Extracted data entries:
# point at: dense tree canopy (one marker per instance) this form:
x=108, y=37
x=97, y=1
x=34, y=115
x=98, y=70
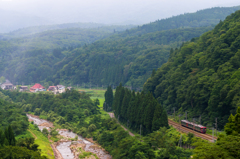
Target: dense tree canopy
x=202, y=76
x=12, y=114
x=139, y=110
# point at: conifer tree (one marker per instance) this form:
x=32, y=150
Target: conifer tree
x=11, y=140
x=233, y=125
x=149, y=112
x=125, y=103
x=160, y=118
x=2, y=137
x=156, y=123
x=108, y=99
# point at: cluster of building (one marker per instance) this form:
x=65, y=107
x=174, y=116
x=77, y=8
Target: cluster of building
x=36, y=88
x=8, y=85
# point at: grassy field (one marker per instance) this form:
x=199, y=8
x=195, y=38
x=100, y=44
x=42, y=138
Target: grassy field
x=95, y=94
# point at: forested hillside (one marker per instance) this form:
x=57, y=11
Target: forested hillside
x=12, y=114
x=202, y=77
x=129, y=60
x=206, y=17
x=63, y=27
x=129, y=57
x=31, y=59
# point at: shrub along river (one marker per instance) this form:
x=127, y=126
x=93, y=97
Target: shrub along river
x=66, y=148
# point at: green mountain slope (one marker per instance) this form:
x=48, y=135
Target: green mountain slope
x=129, y=60
x=25, y=59
x=202, y=77
x=205, y=17
x=63, y=27
x=127, y=57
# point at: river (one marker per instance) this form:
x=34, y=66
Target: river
x=64, y=146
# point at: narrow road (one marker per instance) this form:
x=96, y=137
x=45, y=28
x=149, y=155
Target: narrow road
x=187, y=130
x=33, y=134
x=113, y=116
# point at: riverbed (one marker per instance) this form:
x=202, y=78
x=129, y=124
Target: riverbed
x=64, y=146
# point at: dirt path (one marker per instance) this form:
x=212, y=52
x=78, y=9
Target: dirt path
x=33, y=134
x=112, y=116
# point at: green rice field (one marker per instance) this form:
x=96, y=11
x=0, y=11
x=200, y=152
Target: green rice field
x=95, y=94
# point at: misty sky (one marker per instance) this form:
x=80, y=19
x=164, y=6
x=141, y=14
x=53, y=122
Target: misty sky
x=109, y=11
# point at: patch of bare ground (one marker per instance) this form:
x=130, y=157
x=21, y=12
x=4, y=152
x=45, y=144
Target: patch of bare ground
x=75, y=149
x=57, y=154
x=46, y=125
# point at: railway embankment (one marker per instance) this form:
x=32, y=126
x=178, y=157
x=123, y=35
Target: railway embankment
x=187, y=130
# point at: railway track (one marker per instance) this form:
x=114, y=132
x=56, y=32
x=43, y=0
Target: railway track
x=187, y=130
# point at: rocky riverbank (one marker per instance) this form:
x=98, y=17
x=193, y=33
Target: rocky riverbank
x=65, y=148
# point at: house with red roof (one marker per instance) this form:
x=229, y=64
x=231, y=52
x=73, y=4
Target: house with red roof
x=37, y=87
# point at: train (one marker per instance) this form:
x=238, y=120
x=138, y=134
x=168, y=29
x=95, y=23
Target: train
x=196, y=127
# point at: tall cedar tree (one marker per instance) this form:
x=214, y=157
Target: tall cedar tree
x=139, y=109
x=108, y=99
x=233, y=125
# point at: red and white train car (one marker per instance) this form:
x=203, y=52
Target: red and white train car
x=196, y=127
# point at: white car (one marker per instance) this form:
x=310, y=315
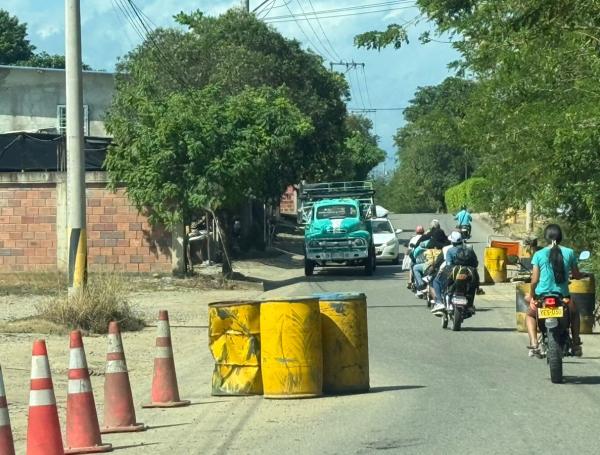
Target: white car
x=385, y=238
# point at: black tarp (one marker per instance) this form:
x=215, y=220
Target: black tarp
x=46, y=152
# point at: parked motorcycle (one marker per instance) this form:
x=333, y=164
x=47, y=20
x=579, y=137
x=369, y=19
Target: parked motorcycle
x=459, y=297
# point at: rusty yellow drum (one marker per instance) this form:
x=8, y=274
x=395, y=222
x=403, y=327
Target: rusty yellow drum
x=234, y=341
x=291, y=348
x=521, y=289
x=583, y=293
x=345, y=343
x=495, y=265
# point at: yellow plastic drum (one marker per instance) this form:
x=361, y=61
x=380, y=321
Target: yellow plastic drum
x=583, y=293
x=234, y=341
x=291, y=352
x=521, y=305
x=345, y=343
x=495, y=265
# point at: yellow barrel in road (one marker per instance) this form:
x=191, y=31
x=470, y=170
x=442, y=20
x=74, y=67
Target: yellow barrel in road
x=234, y=341
x=583, y=293
x=345, y=343
x=521, y=289
x=495, y=265
x=291, y=351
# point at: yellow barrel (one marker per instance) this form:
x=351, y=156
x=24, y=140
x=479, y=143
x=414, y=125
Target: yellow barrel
x=495, y=265
x=521, y=305
x=345, y=343
x=234, y=341
x=291, y=352
x=583, y=293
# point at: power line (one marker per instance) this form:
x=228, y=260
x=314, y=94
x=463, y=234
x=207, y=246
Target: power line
x=323, y=31
x=302, y=29
x=315, y=33
x=296, y=19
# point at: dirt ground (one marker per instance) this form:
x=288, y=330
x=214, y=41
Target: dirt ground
x=188, y=314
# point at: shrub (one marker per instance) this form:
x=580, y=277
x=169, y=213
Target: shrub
x=103, y=300
x=474, y=193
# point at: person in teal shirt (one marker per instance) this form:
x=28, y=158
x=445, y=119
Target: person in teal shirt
x=551, y=268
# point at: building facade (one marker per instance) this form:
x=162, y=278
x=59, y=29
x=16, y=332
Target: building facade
x=33, y=100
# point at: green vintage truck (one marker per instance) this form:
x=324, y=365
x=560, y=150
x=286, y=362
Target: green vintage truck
x=337, y=229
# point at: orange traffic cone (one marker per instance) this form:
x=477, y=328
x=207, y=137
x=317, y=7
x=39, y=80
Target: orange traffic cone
x=43, y=429
x=165, y=393
x=119, y=413
x=83, y=430
x=7, y=446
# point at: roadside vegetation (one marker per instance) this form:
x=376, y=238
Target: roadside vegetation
x=522, y=112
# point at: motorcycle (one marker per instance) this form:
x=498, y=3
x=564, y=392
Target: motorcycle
x=458, y=297
x=554, y=324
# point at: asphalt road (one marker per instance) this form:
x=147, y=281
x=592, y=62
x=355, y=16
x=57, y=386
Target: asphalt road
x=433, y=391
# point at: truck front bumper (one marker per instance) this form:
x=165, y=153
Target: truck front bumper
x=332, y=255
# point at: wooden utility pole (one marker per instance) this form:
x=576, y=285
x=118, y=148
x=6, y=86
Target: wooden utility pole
x=77, y=238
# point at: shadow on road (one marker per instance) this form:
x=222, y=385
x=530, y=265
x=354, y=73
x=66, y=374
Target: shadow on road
x=591, y=380
x=487, y=329
x=392, y=388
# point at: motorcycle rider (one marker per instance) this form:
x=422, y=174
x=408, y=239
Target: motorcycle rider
x=464, y=218
x=441, y=280
x=551, y=267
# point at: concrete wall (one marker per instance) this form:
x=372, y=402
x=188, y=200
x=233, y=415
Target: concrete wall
x=33, y=228
x=29, y=98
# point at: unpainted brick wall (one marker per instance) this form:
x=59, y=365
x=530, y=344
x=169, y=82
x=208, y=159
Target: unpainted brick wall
x=28, y=228
x=119, y=238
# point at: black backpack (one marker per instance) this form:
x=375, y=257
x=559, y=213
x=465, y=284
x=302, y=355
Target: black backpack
x=465, y=257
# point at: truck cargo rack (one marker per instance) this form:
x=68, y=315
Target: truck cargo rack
x=309, y=193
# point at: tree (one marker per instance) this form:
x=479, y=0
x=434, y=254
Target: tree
x=14, y=45
x=362, y=153
x=227, y=109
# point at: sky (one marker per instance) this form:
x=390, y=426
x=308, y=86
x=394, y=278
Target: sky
x=390, y=77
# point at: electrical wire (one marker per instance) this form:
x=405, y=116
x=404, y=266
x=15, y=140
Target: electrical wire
x=362, y=13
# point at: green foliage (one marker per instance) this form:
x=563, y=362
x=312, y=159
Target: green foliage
x=199, y=149
x=431, y=152
x=395, y=35
x=475, y=193
x=14, y=46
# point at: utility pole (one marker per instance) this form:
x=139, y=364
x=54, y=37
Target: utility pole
x=77, y=237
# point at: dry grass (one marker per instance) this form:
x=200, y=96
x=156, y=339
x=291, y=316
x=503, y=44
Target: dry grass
x=103, y=300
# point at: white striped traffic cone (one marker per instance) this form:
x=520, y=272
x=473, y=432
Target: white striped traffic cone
x=165, y=393
x=7, y=446
x=119, y=412
x=83, y=430
x=43, y=429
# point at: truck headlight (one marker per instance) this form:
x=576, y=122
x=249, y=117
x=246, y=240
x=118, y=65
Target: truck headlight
x=359, y=242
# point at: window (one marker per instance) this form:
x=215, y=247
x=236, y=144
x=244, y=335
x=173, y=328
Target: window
x=61, y=117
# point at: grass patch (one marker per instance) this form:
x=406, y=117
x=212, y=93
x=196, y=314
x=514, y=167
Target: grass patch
x=42, y=283
x=103, y=300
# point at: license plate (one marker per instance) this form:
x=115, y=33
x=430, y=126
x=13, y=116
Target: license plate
x=459, y=300
x=545, y=313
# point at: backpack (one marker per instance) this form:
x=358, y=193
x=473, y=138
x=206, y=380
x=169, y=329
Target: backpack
x=466, y=257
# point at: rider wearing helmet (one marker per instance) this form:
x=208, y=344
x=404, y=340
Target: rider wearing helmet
x=551, y=267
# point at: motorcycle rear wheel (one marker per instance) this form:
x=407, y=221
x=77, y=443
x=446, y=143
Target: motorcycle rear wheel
x=456, y=319
x=554, y=357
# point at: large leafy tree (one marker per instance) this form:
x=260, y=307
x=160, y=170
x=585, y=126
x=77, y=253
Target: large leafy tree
x=225, y=109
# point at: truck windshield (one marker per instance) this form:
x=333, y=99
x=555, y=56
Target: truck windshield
x=336, y=211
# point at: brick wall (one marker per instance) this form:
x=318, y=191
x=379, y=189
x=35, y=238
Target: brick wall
x=119, y=238
x=27, y=228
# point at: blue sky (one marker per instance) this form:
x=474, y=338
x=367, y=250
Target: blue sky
x=392, y=76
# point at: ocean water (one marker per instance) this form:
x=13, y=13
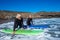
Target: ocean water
x=50, y=33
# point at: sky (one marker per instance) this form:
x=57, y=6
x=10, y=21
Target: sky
x=30, y=5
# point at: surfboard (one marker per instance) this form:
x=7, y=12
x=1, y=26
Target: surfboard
x=24, y=31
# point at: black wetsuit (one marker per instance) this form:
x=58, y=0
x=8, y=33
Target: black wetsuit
x=29, y=21
x=17, y=23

**Instruction:** Omit the pictures, and please restate word for word the lines running from the line with "# point at: dry" to the end of the entries.

**Response to this task:**
# point at: dry grass (one marker per instance) this form:
x=200, y=96
x=156, y=339
x=291, y=316
x=503, y=44
Target: dry grass
x=103, y=300
# point at: white striped traffic cone (one marker per instance) this form:
x=520, y=272
x=473, y=432
Target: white striped traffic cone
x=165, y=393
x=7, y=446
x=119, y=412
x=83, y=430
x=43, y=429
# point at: truck headlight (one marker per instance) this form:
x=576, y=122
x=249, y=117
x=246, y=240
x=118, y=65
Target: truck headlight
x=359, y=242
# point at: window (one marker per instance) this form:
x=215, y=247
x=236, y=144
x=244, y=335
x=173, y=328
Target: window
x=61, y=117
# point at: grass patch (one marker per instance) this form:
x=406, y=117
x=212, y=93
x=196, y=314
x=514, y=167
Target: grass patch
x=42, y=283
x=103, y=300
# point at: license plate (one marker per instance) this form:
x=115, y=33
x=430, y=126
x=13, y=116
Target: license plate
x=459, y=300
x=545, y=313
# point at: backpack (one marker per instance) this form:
x=358, y=193
x=473, y=138
x=206, y=380
x=169, y=329
Target: backpack
x=466, y=257
# point at: rider wearing helmet (one marker per instance) this form:
x=208, y=344
x=404, y=340
Target: rider wearing helmet
x=551, y=267
# point at: motorcycle rear wheel (one marker per instance) this form:
x=407, y=221
x=77, y=443
x=446, y=143
Target: motorcycle rear wheel
x=456, y=319
x=554, y=357
# point at: large leafy tree (one marker per instance) this form:
x=260, y=307
x=160, y=170
x=585, y=126
x=77, y=253
Target: large leafy tree
x=225, y=109
# point at: truck windshield (one marker per instance) this form:
x=333, y=99
x=555, y=56
Target: truck windshield
x=336, y=211
# point at: brick wall (one marker per instance) this form:
x=318, y=191
x=379, y=189
x=35, y=238
Target: brick wall
x=119, y=238
x=27, y=228
# point at: blue sky (one marker per instance) this form:
x=474, y=338
x=367, y=250
Target: blue sky
x=392, y=76
# point at: ocean water (one marker per instance) this form:
x=13, y=13
Target: ocean water
x=50, y=33
# point at: sky (one marker per instance) this form:
x=57, y=6
x=10, y=21
Target: sky
x=30, y=5
# point at: surfboard (one marker per instance) this form:
x=7, y=12
x=1, y=26
Target: surfboard
x=24, y=31
# point at: black wetsuit (one marker per instance) this form:
x=58, y=0
x=8, y=33
Target: black wetsuit
x=29, y=21
x=17, y=23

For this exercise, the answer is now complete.